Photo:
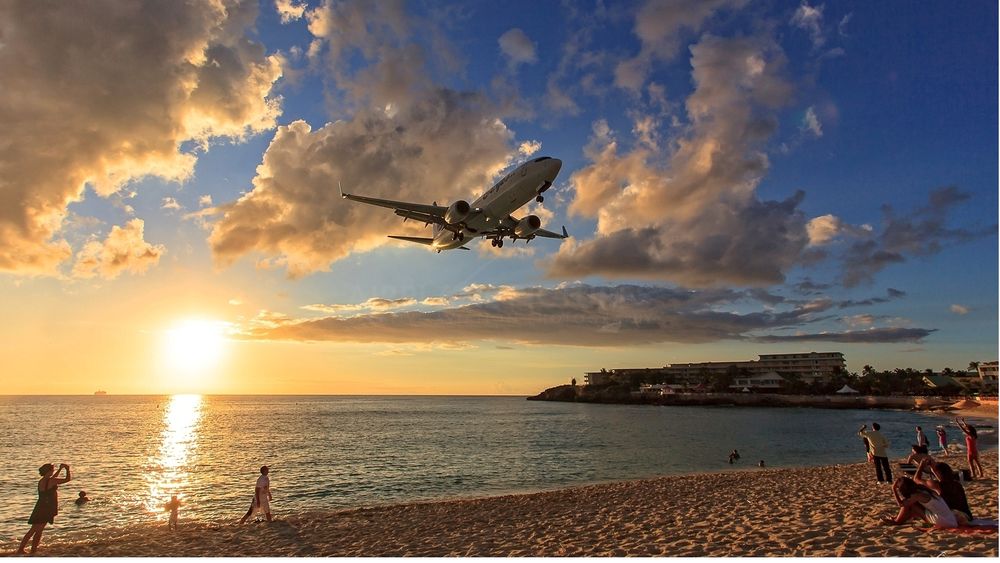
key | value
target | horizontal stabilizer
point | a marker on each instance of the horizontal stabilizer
(420, 240)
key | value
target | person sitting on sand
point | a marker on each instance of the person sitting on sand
(919, 502)
(971, 448)
(946, 484)
(47, 505)
(173, 506)
(261, 496)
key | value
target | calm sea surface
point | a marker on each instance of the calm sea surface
(130, 453)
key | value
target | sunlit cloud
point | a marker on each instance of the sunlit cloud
(181, 72)
(517, 47)
(124, 250)
(401, 122)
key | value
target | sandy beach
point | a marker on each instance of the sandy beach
(821, 511)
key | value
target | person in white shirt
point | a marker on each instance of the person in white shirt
(261, 496)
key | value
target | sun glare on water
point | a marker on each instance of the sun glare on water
(194, 346)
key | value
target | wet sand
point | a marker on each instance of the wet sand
(821, 511)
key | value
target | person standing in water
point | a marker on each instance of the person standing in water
(942, 438)
(173, 506)
(47, 505)
(261, 496)
(971, 448)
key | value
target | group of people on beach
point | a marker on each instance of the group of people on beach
(47, 505)
(934, 491)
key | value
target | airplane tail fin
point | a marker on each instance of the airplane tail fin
(420, 240)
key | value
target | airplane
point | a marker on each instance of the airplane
(489, 216)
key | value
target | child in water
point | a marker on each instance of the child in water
(173, 506)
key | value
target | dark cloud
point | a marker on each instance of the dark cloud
(870, 336)
(690, 215)
(891, 295)
(922, 232)
(579, 315)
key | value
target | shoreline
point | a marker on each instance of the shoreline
(808, 511)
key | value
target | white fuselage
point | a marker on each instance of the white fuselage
(517, 188)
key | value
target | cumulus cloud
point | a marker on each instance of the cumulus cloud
(811, 124)
(407, 139)
(810, 18)
(823, 229)
(518, 48)
(528, 148)
(694, 220)
(572, 315)
(375, 303)
(124, 250)
(289, 10)
(659, 24)
(170, 204)
(143, 77)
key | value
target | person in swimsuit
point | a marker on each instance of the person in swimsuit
(919, 502)
(261, 496)
(942, 438)
(47, 505)
(946, 484)
(971, 448)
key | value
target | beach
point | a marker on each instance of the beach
(807, 512)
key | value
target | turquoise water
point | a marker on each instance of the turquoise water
(130, 453)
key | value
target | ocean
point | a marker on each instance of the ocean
(131, 453)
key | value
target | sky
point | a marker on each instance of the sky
(739, 178)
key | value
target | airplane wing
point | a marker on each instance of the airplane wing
(550, 234)
(419, 240)
(423, 212)
(508, 223)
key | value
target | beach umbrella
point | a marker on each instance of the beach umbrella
(965, 404)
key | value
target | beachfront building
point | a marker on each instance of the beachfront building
(770, 381)
(805, 366)
(988, 372)
(602, 377)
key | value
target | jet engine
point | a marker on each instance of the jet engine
(457, 212)
(527, 226)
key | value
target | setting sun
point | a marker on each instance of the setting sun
(194, 346)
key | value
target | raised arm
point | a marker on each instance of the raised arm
(929, 483)
(66, 479)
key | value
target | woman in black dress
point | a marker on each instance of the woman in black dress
(47, 506)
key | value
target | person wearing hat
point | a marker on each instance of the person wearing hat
(261, 496)
(47, 505)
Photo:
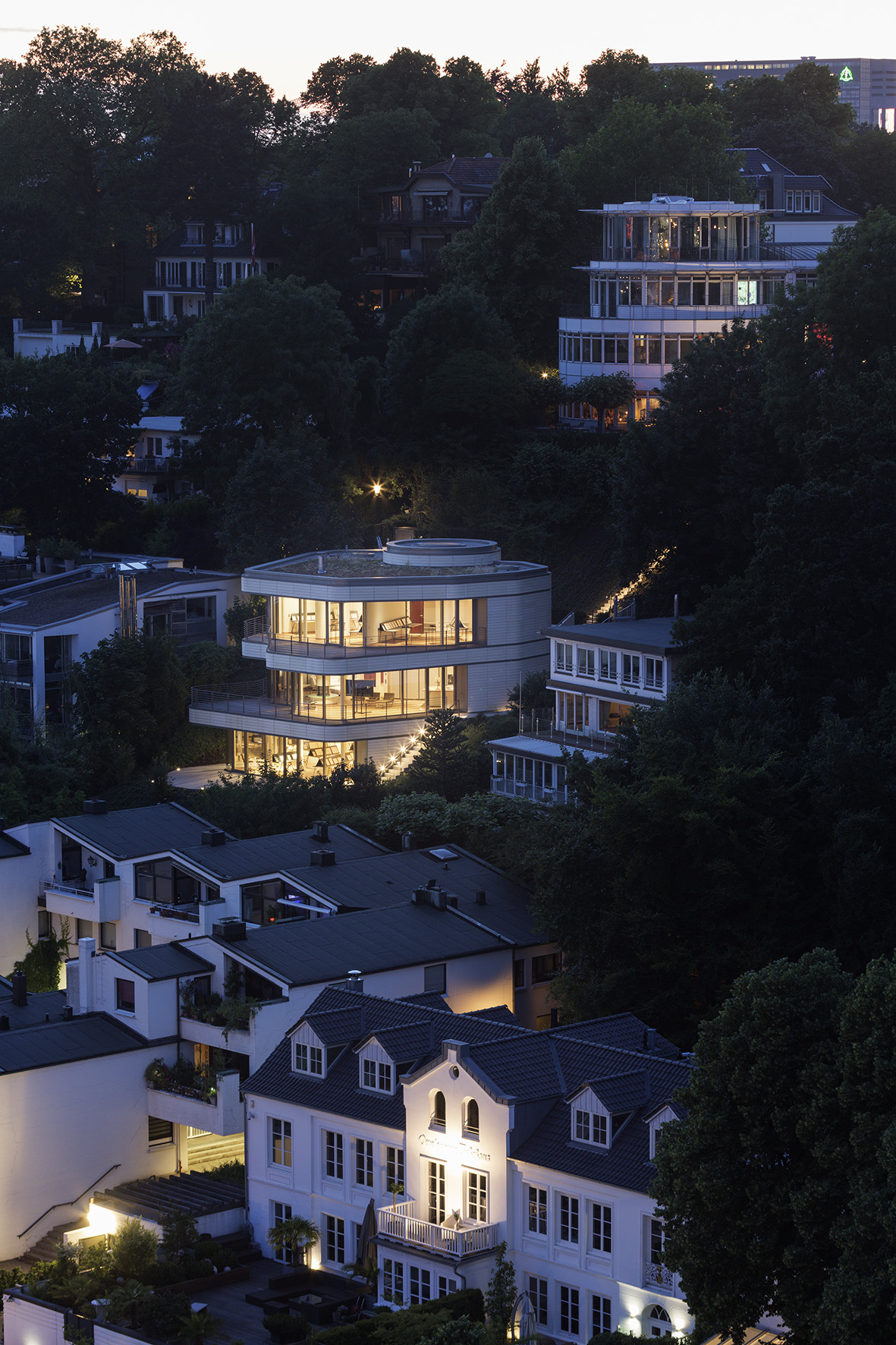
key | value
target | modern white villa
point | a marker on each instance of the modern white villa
(357, 647)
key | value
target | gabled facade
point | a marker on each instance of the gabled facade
(357, 647)
(409, 224)
(179, 288)
(464, 1132)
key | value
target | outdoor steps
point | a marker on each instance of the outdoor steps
(46, 1247)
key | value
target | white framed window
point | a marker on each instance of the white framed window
(363, 1162)
(569, 1310)
(393, 1280)
(586, 662)
(568, 1221)
(310, 1059)
(335, 1239)
(478, 1197)
(589, 1126)
(654, 674)
(602, 1228)
(395, 1167)
(332, 1154)
(539, 1211)
(280, 1146)
(563, 657)
(539, 1298)
(602, 1315)
(278, 1215)
(420, 1285)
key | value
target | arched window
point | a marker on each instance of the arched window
(659, 1321)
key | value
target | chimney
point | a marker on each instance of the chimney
(86, 949)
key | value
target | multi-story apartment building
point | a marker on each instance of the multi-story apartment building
(360, 646)
(866, 85)
(46, 625)
(670, 271)
(410, 222)
(467, 1130)
(598, 674)
(152, 468)
(179, 289)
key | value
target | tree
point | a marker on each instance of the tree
(520, 252)
(443, 763)
(130, 696)
(275, 503)
(748, 1145)
(269, 355)
(294, 1235)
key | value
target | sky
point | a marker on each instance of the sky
(285, 42)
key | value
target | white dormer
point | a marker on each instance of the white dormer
(376, 1068)
(308, 1052)
(655, 1123)
(589, 1120)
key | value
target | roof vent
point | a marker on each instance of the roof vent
(231, 930)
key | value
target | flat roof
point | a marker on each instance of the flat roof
(304, 953)
(652, 634)
(81, 596)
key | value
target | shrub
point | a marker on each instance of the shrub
(134, 1249)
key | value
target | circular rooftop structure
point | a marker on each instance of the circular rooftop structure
(451, 552)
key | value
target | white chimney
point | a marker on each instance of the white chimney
(86, 949)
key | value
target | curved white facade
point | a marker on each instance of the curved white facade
(357, 647)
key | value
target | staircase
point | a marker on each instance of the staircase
(403, 758)
(46, 1247)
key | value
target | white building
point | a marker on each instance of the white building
(467, 1130)
(670, 271)
(49, 623)
(179, 288)
(151, 468)
(598, 674)
(360, 646)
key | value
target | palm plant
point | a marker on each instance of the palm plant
(125, 1301)
(294, 1235)
(198, 1327)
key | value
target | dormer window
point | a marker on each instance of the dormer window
(376, 1073)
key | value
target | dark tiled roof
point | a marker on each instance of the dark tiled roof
(285, 853)
(128, 833)
(307, 951)
(163, 962)
(64, 1041)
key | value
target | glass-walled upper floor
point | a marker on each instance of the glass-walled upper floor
(415, 623)
(681, 238)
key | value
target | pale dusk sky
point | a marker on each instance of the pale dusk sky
(285, 42)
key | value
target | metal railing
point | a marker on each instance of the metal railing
(405, 1227)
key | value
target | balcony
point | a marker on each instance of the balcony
(221, 1115)
(100, 902)
(661, 1278)
(403, 1226)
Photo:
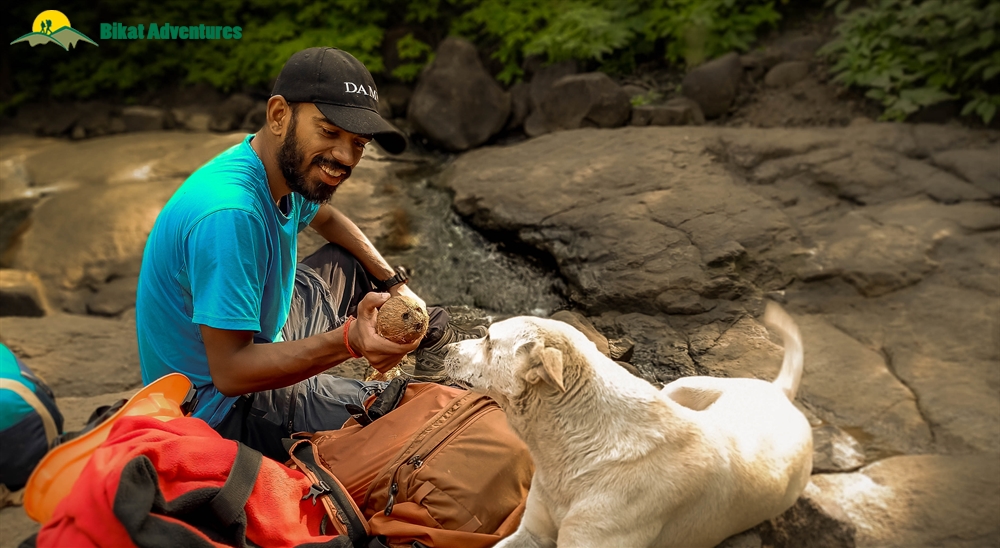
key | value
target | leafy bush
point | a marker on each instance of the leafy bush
(911, 54)
(607, 31)
(687, 31)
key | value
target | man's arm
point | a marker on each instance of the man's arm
(238, 366)
(337, 228)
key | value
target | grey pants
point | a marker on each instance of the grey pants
(329, 284)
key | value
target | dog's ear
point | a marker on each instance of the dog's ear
(544, 364)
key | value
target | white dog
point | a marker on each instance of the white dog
(621, 464)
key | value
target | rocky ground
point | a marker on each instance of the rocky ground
(882, 240)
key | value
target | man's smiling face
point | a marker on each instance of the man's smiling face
(316, 156)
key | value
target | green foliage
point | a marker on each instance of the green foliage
(690, 31)
(703, 29)
(609, 33)
(910, 54)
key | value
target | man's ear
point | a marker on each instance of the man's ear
(544, 364)
(279, 114)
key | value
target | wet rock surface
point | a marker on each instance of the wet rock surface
(882, 240)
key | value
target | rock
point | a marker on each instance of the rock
(746, 539)
(385, 110)
(75, 239)
(77, 355)
(114, 297)
(52, 119)
(192, 118)
(542, 80)
(582, 324)
(814, 521)
(660, 353)
(677, 112)
(230, 114)
(21, 294)
(785, 74)
(520, 105)
(621, 349)
(144, 118)
(802, 48)
(851, 386)
(918, 500)
(255, 119)
(550, 191)
(95, 119)
(536, 124)
(397, 96)
(633, 90)
(979, 167)
(585, 100)
(940, 339)
(457, 104)
(713, 85)
(834, 450)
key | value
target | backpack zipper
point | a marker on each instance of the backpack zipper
(417, 461)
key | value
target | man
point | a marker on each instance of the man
(221, 298)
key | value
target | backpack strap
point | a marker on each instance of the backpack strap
(229, 503)
(344, 513)
(31, 399)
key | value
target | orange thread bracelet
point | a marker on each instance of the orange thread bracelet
(347, 344)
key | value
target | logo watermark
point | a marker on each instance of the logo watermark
(53, 27)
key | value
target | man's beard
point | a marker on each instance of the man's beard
(290, 157)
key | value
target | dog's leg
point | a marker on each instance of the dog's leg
(583, 531)
(537, 530)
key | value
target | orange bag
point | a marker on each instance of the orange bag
(443, 469)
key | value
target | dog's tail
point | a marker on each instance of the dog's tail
(777, 319)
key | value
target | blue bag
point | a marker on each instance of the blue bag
(29, 420)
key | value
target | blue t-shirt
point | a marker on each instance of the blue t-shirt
(220, 254)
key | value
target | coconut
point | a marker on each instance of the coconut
(401, 320)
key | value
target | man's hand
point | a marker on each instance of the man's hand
(381, 353)
(404, 290)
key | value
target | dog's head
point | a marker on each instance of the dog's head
(519, 356)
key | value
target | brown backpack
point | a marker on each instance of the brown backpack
(443, 468)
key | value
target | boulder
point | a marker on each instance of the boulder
(21, 294)
(230, 114)
(802, 48)
(918, 500)
(980, 167)
(542, 81)
(520, 104)
(77, 355)
(139, 118)
(680, 111)
(786, 74)
(714, 85)
(114, 297)
(586, 100)
(814, 521)
(397, 96)
(457, 104)
(834, 450)
(582, 324)
(634, 90)
(192, 118)
(256, 118)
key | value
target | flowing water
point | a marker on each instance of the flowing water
(455, 266)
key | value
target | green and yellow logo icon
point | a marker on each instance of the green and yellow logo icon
(51, 26)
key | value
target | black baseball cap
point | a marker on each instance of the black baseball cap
(342, 89)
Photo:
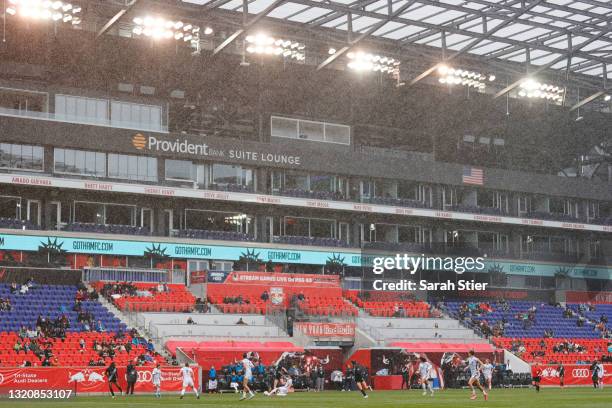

=====

◆ Description of the task:
Starting with the line that contains "point | a marker on each instance of the balcony" and finishing with the line that contains "target | orange thread bracelet", reproduce every line of the material above exactly, but not the pictures.

◆ Exercise answer:
point | a marker on each instance of the balcony
(221, 1115)
(100, 902)
(661, 1278)
(403, 1226)
Photo:
key | value
target | leafy bush
point | a marker on each instance of the leafy bush
(911, 54)
(607, 31)
(687, 31)
key | value
target | man's arm
point | a marker on each instance of the man's arm
(238, 366)
(337, 228)
key | value
target | grey pants
point | a marker on each instance of the grey pants
(329, 284)
key | value
target | dog's ear
point | a marker on each instance of the dog's ear
(544, 364)
key | value
target | white dog
point | a marker on each instance of the white dog
(621, 464)
key | value
target | rocky ground
point | a marker on each instance of the rocky ground
(882, 240)
key | value
target | man's smiling face
point | a marker on each instance of the man's smiling face
(316, 156)
key | value
target | green foliage
point | a marker on each instance of the green foliage
(690, 31)
(703, 29)
(609, 33)
(910, 54)
key | value
target | man's ear
point | a marker on each instance of the man's ear
(544, 364)
(279, 114)
key | value
target | wet rock surface
point | a marker on each instance of the wet rock surface
(882, 240)
key | value
target | rock
point | a marker on each instance of the rock
(746, 539)
(385, 110)
(75, 239)
(77, 355)
(114, 297)
(52, 119)
(192, 118)
(542, 80)
(582, 324)
(814, 521)
(660, 353)
(677, 112)
(230, 114)
(21, 294)
(785, 74)
(520, 105)
(621, 349)
(144, 118)
(802, 48)
(851, 386)
(918, 500)
(255, 119)
(550, 191)
(95, 119)
(536, 124)
(397, 96)
(633, 90)
(979, 167)
(585, 100)
(940, 339)
(457, 104)
(713, 85)
(834, 450)
key | value
target | backpack zipper
point | a marker on each instance of the backpack zipper
(417, 461)
key | value
target | man
point | a marker on each instance of the man
(221, 298)
key | value
target | backpack strap
point | a marker on each instance of the backpack strap
(229, 503)
(344, 513)
(31, 399)
key | value
target | orange thread bracelet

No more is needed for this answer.